→ **REQUIRED WORK**
Give as output the line that contains "Check this image for the presence of any drawer", followed by every remaining line of the entries, unchanged and with nothing added.
---------- EXTRACTED RECORDS ----------
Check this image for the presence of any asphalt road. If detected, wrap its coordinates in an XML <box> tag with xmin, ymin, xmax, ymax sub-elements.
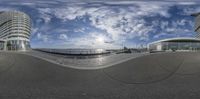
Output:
<box><xmin>0</xmin><ymin>52</ymin><xmax>200</xmax><ymax>99</ymax></box>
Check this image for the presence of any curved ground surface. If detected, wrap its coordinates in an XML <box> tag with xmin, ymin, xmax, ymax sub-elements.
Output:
<box><xmin>0</xmin><ymin>52</ymin><xmax>200</xmax><ymax>99</ymax></box>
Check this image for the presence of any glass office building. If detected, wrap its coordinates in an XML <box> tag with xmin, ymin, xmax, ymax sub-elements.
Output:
<box><xmin>0</xmin><ymin>11</ymin><xmax>31</xmax><ymax>51</ymax></box>
<box><xmin>148</xmin><ymin>37</ymin><xmax>200</xmax><ymax>51</ymax></box>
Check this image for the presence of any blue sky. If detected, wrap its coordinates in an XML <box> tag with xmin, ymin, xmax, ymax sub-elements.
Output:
<box><xmin>0</xmin><ymin>0</ymin><xmax>200</xmax><ymax>48</ymax></box>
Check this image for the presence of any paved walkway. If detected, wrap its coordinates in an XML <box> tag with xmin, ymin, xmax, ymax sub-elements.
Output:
<box><xmin>24</xmin><ymin>50</ymin><xmax>148</xmax><ymax>69</ymax></box>
<box><xmin>0</xmin><ymin>52</ymin><xmax>200</xmax><ymax>99</ymax></box>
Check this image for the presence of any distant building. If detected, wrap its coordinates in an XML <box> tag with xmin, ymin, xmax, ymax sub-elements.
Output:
<box><xmin>0</xmin><ymin>11</ymin><xmax>31</xmax><ymax>51</ymax></box>
<box><xmin>148</xmin><ymin>37</ymin><xmax>200</xmax><ymax>51</ymax></box>
<box><xmin>191</xmin><ymin>13</ymin><xmax>200</xmax><ymax>38</ymax></box>
<box><xmin>148</xmin><ymin>13</ymin><xmax>200</xmax><ymax>52</ymax></box>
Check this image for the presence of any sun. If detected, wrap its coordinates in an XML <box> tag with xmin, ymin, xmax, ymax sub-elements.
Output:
<box><xmin>96</xmin><ymin>37</ymin><xmax>104</xmax><ymax>44</ymax></box>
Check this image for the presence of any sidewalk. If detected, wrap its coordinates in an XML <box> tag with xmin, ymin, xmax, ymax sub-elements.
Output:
<box><xmin>23</xmin><ymin>50</ymin><xmax>148</xmax><ymax>69</ymax></box>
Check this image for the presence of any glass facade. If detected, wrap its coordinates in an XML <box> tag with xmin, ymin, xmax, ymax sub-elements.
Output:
<box><xmin>149</xmin><ymin>39</ymin><xmax>200</xmax><ymax>51</ymax></box>
<box><xmin>0</xmin><ymin>11</ymin><xmax>31</xmax><ymax>51</ymax></box>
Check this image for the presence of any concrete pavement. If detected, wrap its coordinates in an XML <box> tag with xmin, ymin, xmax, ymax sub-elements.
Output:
<box><xmin>0</xmin><ymin>52</ymin><xmax>200</xmax><ymax>99</ymax></box>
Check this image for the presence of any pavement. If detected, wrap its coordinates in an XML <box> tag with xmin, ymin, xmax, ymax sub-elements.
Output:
<box><xmin>0</xmin><ymin>52</ymin><xmax>200</xmax><ymax>99</ymax></box>
<box><xmin>24</xmin><ymin>50</ymin><xmax>148</xmax><ymax>70</ymax></box>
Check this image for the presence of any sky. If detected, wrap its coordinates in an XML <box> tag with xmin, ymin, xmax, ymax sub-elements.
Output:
<box><xmin>0</xmin><ymin>0</ymin><xmax>200</xmax><ymax>49</ymax></box>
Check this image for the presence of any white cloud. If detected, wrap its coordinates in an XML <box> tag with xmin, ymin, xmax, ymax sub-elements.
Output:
<box><xmin>59</xmin><ymin>34</ymin><xmax>68</xmax><ymax>40</ymax></box>
<box><xmin>37</xmin><ymin>32</ymin><xmax>49</xmax><ymax>42</ymax></box>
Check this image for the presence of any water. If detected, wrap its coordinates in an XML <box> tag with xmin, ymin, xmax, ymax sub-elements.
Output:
<box><xmin>33</xmin><ymin>49</ymin><xmax>110</xmax><ymax>55</ymax></box>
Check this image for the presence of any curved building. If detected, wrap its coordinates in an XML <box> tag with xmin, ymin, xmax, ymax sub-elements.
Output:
<box><xmin>0</xmin><ymin>11</ymin><xmax>31</xmax><ymax>51</ymax></box>
<box><xmin>148</xmin><ymin>37</ymin><xmax>200</xmax><ymax>51</ymax></box>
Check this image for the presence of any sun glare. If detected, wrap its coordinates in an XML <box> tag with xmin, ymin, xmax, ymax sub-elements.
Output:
<box><xmin>96</xmin><ymin>37</ymin><xmax>104</xmax><ymax>44</ymax></box>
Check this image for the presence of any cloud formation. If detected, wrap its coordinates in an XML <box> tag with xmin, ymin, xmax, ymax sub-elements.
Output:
<box><xmin>0</xmin><ymin>0</ymin><xmax>200</xmax><ymax>48</ymax></box>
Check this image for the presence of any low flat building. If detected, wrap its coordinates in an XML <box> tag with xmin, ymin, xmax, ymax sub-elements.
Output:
<box><xmin>148</xmin><ymin>37</ymin><xmax>200</xmax><ymax>51</ymax></box>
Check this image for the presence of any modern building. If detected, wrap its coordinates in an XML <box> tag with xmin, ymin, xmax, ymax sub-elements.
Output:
<box><xmin>0</xmin><ymin>11</ymin><xmax>31</xmax><ymax>51</ymax></box>
<box><xmin>148</xmin><ymin>13</ymin><xmax>200</xmax><ymax>51</ymax></box>
<box><xmin>148</xmin><ymin>37</ymin><xmax>200</xmax><ymax>51</ymax></box>
<box><xmin>191</xmin><ymin>13</ymin><xmax>200</xmax><ymax>38</ymax></box>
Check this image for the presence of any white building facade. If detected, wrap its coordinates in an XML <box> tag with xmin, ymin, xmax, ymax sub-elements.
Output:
<box><xmin>0</xmin><ymin>11</ymin><xmax>31</xmax><ymax>51</ymax></box>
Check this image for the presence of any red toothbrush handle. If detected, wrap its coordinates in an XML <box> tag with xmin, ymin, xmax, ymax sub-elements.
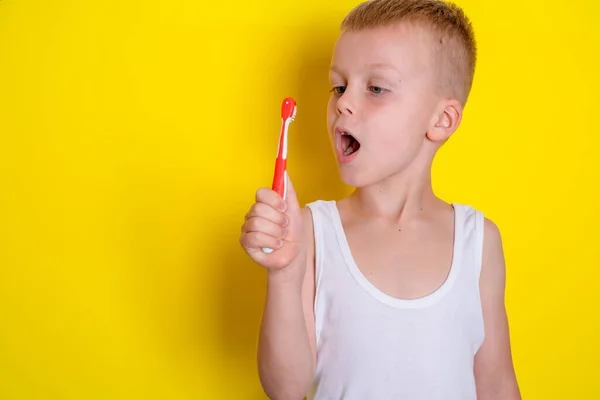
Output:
<box><xmin>272</xmin><ymin>157</ymin><xmax>287</xmax><ymax>199</ymax></box>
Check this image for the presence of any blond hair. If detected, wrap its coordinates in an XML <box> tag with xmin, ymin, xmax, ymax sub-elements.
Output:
<box><xmin>341</xmin><ymin>0</ymin><xmax>477</xmax><ymax>105</ymax></box>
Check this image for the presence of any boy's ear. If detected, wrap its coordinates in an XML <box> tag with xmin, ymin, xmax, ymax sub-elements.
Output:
<box><xmin>427</xmin><ymin>99</ymin><xmax>462</xmax><ymax>142</ymax></box>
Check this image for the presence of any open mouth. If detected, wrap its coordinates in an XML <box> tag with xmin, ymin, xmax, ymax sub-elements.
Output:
<box><xmin>341</xmin><ymin>132</ymin><xmax>360</xmax><ymax>156</ymax></box>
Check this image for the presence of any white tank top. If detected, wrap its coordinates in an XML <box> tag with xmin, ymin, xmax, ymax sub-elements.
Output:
<box><xmin>307</xmin><ymin>200</ymin><xmax>484</xmax><ymax>400</ymax></box>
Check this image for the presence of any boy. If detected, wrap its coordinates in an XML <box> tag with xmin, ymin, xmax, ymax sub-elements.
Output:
<box><xmin>240</xmin><ymin>0</ymin><xmax>520</xmax><ymax>400</ymax></box>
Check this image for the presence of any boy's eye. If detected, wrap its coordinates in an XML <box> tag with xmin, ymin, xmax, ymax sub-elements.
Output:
<box><xmin>330</xmin><ymin>86</ymin><xmax>346</xmax><ymax>95</ymax></box>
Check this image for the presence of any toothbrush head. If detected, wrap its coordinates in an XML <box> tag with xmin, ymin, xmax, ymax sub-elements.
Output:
<box><xmin>281</xmin><ymin>97</ymin><xmax>296</xmax><ymax>121</ymax></box>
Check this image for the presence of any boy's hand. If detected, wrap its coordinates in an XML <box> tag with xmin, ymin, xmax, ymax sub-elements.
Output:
<box><xmin>240</xmin><ymin>177</ymin><xmax>306</xmax><ymax>273</ymax></box>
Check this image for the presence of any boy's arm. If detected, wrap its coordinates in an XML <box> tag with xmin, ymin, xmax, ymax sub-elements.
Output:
<box><xmin>474</xmin><ymin>219</ymin><xmax>521</xmax><ymax>400</ymax></box>
<box><xmin>258</xmin><ymin>207</ymin><xmax>316</xmax><ymax>400</ymax></box>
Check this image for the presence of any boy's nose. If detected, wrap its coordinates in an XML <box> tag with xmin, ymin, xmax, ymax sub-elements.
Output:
<box><xmin>336</xmin><ymin>93</ymin><xmax>354</xmax><ymax>115</ymax></box>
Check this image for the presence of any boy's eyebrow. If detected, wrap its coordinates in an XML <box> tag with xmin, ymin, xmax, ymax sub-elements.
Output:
<box><xmin>329</xmin><ymin>62</ymin><xmax>400</xmax><ymax>74</ymax></box>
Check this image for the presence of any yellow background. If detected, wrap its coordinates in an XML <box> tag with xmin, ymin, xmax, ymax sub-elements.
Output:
<box><xmin>0</xmin><ymin>0</ymin><xmax>600</xmax><ymax>400</ymax></box>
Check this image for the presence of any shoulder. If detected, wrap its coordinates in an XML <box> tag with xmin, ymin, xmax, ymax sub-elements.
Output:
<box><xmin>482</xmin><ymin>217</ymin><xmax>505</xmax><ymax>272</ymax></box>
<box><xmin>479</xmin><ymin>217</ymin><xmax>506</xmax><ymax>300</ymax></box>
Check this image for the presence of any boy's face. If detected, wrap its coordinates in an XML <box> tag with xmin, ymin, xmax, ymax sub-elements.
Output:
<box><xmin>327</xmin><ymin>23</ymin><xmax>440</xmax><ymax>187</ymax></box>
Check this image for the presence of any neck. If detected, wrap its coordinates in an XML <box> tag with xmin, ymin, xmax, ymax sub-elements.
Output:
<box><xmin>349</xmin><ymin>149</ymin><xmax>440</xmax><ymax>221</ymax></box>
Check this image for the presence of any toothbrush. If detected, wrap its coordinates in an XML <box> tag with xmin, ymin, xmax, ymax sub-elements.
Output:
<box><xmin>262</xmin><ymin>97</ymin><xmax>296</xmax><ymax>254</ymax></box>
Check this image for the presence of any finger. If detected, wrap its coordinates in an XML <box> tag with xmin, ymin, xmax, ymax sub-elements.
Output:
<box><xmin>243</xmin><ymin>217</ymin><xmax>287</xmax><ymax>239</ymax></box>
<box><xmin>240</xmin><ymin>232</ymin><xmax>283</xmax><ymax>252</ymax></box>
<box><xmin>285</xmin><ymin>173</ymin><xmax>301</xmax><ymax>214</ymax></box>
<box><xmin>245</xmin><ymin>203</ymin><xmax>289</xmax><ymax>226</ymax></box>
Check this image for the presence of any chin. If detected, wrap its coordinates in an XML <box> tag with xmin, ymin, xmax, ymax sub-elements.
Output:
<box><xmin>338</xmin><ymin>165</ymin><xmax>374</xmax><ymax>188</ymax></box>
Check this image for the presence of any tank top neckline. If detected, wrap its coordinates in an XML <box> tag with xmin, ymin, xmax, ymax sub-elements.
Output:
<box><xmin>328</xmin><ymin>200</ymin><xmax>464</xmax><ymax>309</ymax></box>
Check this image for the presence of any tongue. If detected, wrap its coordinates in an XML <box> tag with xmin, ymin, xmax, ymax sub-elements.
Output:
<box><xmin>342</xmin><ymin>135</ymin><xmax>360</xmax><ymax>156</ymax></box>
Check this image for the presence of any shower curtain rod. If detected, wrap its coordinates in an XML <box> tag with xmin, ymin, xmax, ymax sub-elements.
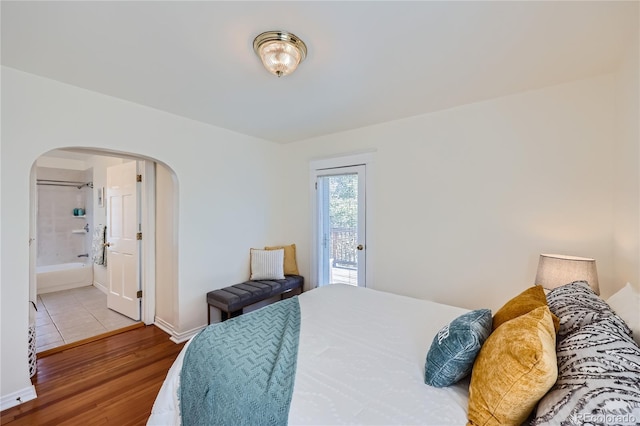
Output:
<box><xmin>36</xmin><ymin>179</ymin><xmax>93</xmax><ymax>189</ymax></box>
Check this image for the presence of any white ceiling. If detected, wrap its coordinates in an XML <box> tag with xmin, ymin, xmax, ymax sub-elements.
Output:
<box><xmin>1</xmin><ymin>0</ymin><xmax>639</xmax><ymax>143</ymax></box>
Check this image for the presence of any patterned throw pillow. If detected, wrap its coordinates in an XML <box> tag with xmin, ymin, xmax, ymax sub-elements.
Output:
<box><xmin>547</xmin><ymin>281</ymin><xmax>631</xmax><ymax>341</ymax></box>
<box><xmin>251</xmin><ymin>249</ymin><xmax>284</xmax><ymax>280</ymax></box>
<box><xmin>264</xmin><ymin>244</ymin><xmax>300</xmax><ymax>275</ymax></box>
<box><xmin>424</xmin><ymin>309</ymin><xmax>491</xmax><ymax>388</ymax></box>
<box><xmin>532</xmin><ymin>318</ymin><xmax>640</xmax><ymax>426</ymax></box>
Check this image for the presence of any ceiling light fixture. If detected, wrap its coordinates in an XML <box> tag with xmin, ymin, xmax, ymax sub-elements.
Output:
<box><xmin>253</xmin><ymin>31</ymin><xmax>307</xmax><ymax>77</ymax></box>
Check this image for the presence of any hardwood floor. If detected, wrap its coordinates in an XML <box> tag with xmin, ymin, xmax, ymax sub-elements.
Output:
<box><xmin>0</xmin><ymin>326</ymin><xmax>183</xmax><ymax>426</ymax></box>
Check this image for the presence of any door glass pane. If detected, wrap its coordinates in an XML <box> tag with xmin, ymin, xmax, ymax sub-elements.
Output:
<box><xmin>319</xmin><ymin>174</ymin><xmax>358</xmax><ymax>285</ymax></box>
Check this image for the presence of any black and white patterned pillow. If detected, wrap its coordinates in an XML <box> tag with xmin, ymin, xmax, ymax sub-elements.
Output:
<box><xmin>532</xmin><ymin>318</ymin><xmax>640</xmax><ymax>426</ymax></box>
<box><xmin>547</xmin><ymin>281</ymin><xmax>631</xmax><ymax>342</ymax></box>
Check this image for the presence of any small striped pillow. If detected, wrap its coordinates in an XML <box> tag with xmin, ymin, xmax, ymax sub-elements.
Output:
<box><xmin>251</xmin><ymin>249</ymin><xmax>284</xmax><ymax>280</ymax></box>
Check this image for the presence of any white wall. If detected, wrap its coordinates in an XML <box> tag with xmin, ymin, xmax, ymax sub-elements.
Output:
<box><xmin>286</xmin><ymin>75</ymin><xmax>615</xmax><ymax>309</ymax></box>
<box><xmin>0</xmin><ymin>67</ymin><xmax>283</xmax><ymax>403</ymax></box>
<box><xmin>611</xmin><ymin>30</ymin><xmax>640</xmax><ymax>292</ymax></box>
<box><xmin>156</xmin><ymin>164</ymin><xmax>179</xmax><ymax>328</ymax></box>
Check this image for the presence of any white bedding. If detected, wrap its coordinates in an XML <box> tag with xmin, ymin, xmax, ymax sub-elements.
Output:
<box><xmin>148</xmin><ymin>284</ymin><xmax>469</xmax><ymax>426</ymax></box>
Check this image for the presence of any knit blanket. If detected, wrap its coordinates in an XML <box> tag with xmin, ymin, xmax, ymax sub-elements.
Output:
<box><xmin>179</xmin><ymin>297</ymin><xmax>300</xmax><ymax>426</ymax></box>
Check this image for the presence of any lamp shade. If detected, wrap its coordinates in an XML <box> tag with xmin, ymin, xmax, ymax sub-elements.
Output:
<box><xmin>253</xmin><ymin>31</ymin><xmax>307</xmax><ymax>77</ymax></box>
<box><xmin>535</xmin><ymin>254</ymin><xmax>600</xmax><ymax>294</ymax></box>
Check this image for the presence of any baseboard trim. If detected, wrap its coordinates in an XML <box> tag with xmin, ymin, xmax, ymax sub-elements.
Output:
<box><xmin>0</xmin><ymin>385</ymin><xmax>38</xmax><ymax>411</ymax></box>
<box><xmin>153</xmin><ymin>317</ymin><xmax>205</xmax><ymax>343</ymax></box>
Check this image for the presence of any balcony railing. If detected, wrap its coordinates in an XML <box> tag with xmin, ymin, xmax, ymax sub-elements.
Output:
<box><xmin>331</xmin><ymin>228</ymin><xmax>358</xmax><ymax>269</ymax></box>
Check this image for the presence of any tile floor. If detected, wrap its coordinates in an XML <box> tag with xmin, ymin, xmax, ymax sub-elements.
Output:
<box><xmin>36</xmin><ymin>286</ymin><xmax>137</xmax><ymax>352</ymax></box>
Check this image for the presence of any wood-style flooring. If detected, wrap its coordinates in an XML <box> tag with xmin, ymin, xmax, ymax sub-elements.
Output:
<box><xmin>0</xmin><ymin>326</ymin><xmax>183</xmax><ymax>426</ymax></box>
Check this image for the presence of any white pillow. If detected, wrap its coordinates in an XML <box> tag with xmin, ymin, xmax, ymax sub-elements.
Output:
<box><xmin>607</xmin><ymin>283</ymin><xmax>640</xmax><ymax>346</ymax></box>
<box><xmin>251</xmin><ymin>249</ymin><xmax>284</xmax><ymax>280</ymax></box>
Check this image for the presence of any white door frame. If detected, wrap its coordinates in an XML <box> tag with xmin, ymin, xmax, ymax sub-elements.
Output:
<box><xmin>309</xmin><ymin>152</ymin><xmax>375</xmax><ymax>289</ymax></box>
<box><xmin>138</xmin><ymin>160</ymin><xmax>156</xmax><ymax>325</ymax></box>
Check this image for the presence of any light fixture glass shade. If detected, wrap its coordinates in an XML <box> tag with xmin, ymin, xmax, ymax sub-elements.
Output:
<box><xmin>535</xmin><ymin>254</ymin><xmax>600</xmax><ymax>294</ymax></box>
<box><xmin>253</xmin><ymin>31</ymin><xmax>307</xmax><ymax>77</ymax></box>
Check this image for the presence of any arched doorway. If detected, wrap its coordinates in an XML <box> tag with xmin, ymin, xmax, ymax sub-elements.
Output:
<box><xmin>30</xmin><ymin>148</ymin><xmax>177</xmax><ymax>353</ymax></box>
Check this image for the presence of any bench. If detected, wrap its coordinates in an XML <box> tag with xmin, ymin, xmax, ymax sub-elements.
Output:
<box><xmin>207</xmin><ymin>275</ymin><xmax>304</xmax><ymax>324</ymax></box>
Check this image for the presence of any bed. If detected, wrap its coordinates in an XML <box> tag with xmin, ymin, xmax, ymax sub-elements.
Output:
<box><xmin>148</xmin><ymin>282</ymin><xmax>640</xmax><ymax>425</ymax></box>
<box><xmin>148</xmin><ymin>284</ymin><xmax>468</xmax><ymax>425</ymax></box>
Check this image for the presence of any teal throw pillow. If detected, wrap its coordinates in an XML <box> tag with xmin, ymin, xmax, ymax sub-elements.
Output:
<box><xmin>424</xmin><ymin>309</ymin><xmax>493</xmax><ymax>388</ymax></box>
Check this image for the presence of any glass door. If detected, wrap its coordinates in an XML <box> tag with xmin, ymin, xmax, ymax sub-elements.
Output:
<box><xmin>315</xmin><ymin>165</ymin><xmax>366</xmax><ymax>286</ymax></box>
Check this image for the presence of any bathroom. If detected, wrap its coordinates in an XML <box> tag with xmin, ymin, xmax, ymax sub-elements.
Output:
<box><xmin>34</xmin><ymin>150</ymin><xmax>137</xmax><ymax>356</ymax></box>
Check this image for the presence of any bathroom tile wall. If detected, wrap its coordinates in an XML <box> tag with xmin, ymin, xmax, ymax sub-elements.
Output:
<box><xmin>36</xmin><ymin>167</ymin><xmax>92</xmax><ymax>266</ymax></box>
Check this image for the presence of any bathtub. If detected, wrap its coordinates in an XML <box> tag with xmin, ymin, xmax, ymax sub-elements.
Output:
<box><xmin>36</xmin><ymin>262</ymin><xmax>93</xmax><ymax>294</ymax></box>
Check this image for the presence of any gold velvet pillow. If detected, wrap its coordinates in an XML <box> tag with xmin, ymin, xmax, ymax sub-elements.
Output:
<box><xmin>264</xmin><ymin>244</ymin><xmax>300</xmax><ymax>275</ymax></box>
<box><xmin>492</xmin><ymin>285</ymin><xmax>560</xmax><ymax>333</ymax></box>
<box><xmin>467</xmin><ymin>306</ymin><xmax>558</xmax><ymax>426</ymax></box>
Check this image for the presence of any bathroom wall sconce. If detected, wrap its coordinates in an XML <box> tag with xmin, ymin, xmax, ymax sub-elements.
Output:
<box><xmin>535</xmin><ymin>254</ymin><xmax>600</xmax><ymax>294</ymax></box>
<box><xmin>253</xmin><ymin>31</ymin><xmax>307</xmax><ymax>77</ymax></box>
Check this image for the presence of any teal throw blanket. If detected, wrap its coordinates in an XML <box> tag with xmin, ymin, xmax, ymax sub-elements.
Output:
<box><xmin>179</xmin><ymin>297</ymin><xmax>300</xmax><ymax>426</ymax></box>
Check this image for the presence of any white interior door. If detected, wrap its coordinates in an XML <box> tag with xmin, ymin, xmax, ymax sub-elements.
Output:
<box><xmin>315</xmin><ymin>165</ymin><xmax>366</xmax><ymax>287</ymax></box>
<box><xmin>105</xmin><ymin>161</ymin><xmax>141</xmax><ymax>321</ymax></box>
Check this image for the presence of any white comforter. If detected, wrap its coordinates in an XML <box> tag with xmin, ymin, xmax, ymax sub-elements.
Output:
<box><xmin>148</xmin><ymin>284</ymin><xmax>468</xmax><ymax>426</ymax></box>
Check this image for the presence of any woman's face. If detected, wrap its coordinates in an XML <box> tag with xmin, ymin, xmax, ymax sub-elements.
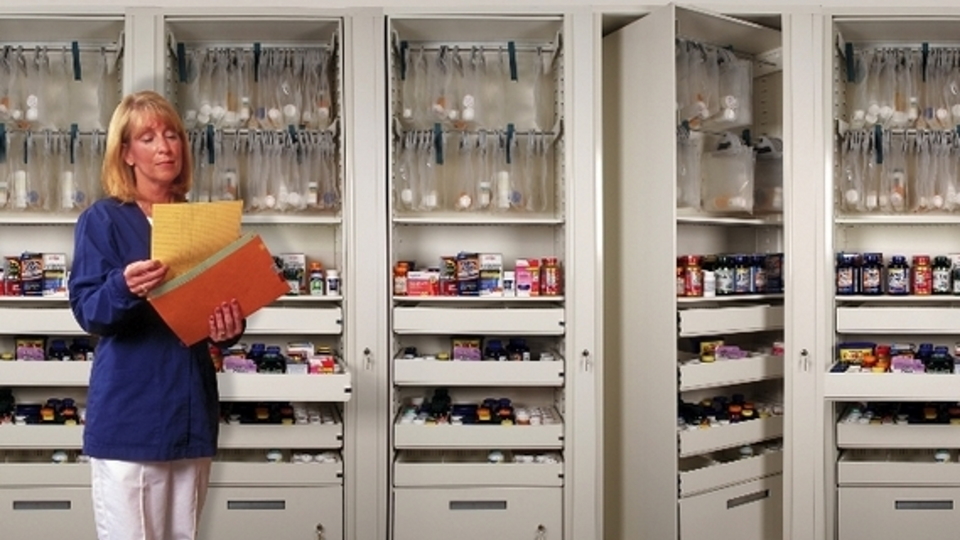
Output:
<box><xmin>123</xmin><ymin>119</ymin><xmax>183</xmax><ymax>188</ymax></box>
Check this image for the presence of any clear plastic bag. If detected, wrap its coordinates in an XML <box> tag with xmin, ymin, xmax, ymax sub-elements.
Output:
<box><xmin>701</xmin><ymin>133</ymin><xmax>755</xmax><ymax>213</ymax></box>
<box><xmin>677</xmin><ymin>126</ymin><xmax>703</xmax><ymax>210</ymax></box>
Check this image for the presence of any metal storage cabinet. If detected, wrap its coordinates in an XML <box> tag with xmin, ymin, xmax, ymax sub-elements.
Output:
<box><xmin>601</xmin><ymin>5</ymin><xmax>791</xmax><ymax>540</ymax></box>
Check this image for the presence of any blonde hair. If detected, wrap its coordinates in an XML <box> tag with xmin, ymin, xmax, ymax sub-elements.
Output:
<box><xmin>100</xmin><ymin>90</ymin><xmax>193</xmax><ymax>202</ymax></box>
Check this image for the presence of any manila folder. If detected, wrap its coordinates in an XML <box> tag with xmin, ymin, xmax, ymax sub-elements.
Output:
<box><xmin>148</xmin><ymin>233</ymin><xmax>290</xmax><ymax>345</ymax></box>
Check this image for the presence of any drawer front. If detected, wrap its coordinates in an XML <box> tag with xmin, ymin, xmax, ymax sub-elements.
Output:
<box><xmin>393</xmin><ymin>488</ymin><xmax>563</xmax><ymax>540</ymax></box>
<box><xmin>200</xmin><ymin>487</ymin><xmax>343</xmax><ymax>540</ymax></box>
<box><xmin>837</xmin><ymin>487</ymin><xmax>960</xmax><ymax>540</ymax></box>
<box><xmin>0</xmin><ymin>487</ymin><xmax>97</xmax><ymax>540</ymax></box>
<box><xmin>680</xmin><ymin>475</ymin><xmax>784</xmax><ymax>540</ymax></box>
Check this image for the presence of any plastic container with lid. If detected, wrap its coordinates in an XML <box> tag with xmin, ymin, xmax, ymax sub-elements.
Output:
<box><xmin>931</xmin><ymin>255</ymin><xmax>953</xmax><ymax>294</ymax></box>
<box><xmin>887</xmin><ymin>255</ymin><xmax>910</xmax><ymax>295</ymax></box>
<box><xmin>860</xmin><ymin>253</ymin><xmax>883</xmax><ymax>295</ymax></box>
<box><xmin>911</xmin><ymin>255</ymin><xmax>933</xmax><ymax>295</ymax></box>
----------
→ **ANSWER FOR THE TASK**
Check this image for the presence of any drawer front. If detected, wrap its coordinates in an XML <box> tag with xmin, ymin, xmax, ymax sub-elements.
Output:
<box><xmin>393</xmin><ymin>488</ymin><xmax>563</xmax><ymax>540</ymax></box>
<box><xmin>200</xmin><ymin>487</ymin><xmax>343</xmax><ymax>540</ymax></box>
<box><xmin>837</xmin><ymin>487</ymin><xmax>960</xmax><ymax>540</ymax></box>
<box><xmin>0</xmin><ymin>487</ymin><xmax>97</xmax><ymax>540</ymax></box>
<box><xmin>680</xmin><ymin>475</ymin><xmax>784</xmax><ymax>540</ymax></box>
Check this image for the presence of any plastic container with lid. If detected, wrap its coordinates in an XML <box> tag with xmin, ymin, xmax, ymax sub-elements.
Output:
<box><xmin>931</xmin><ymin>255</ymin><xmax>953</xmax><ymax>294</ymax></box>
<box><xmin>887</xmin><ymin>255</ymin><xmax>910</xmax><ymax>295</ymax></box>
<box><xmin>860</xmin><ymin>253</ymin><xmax>883</xmax><ymax>295</ymax></box>
<box><xmin>911</xmin><ymin>255</ymin><xmax>933</xmax><ymax>295</ymax></box>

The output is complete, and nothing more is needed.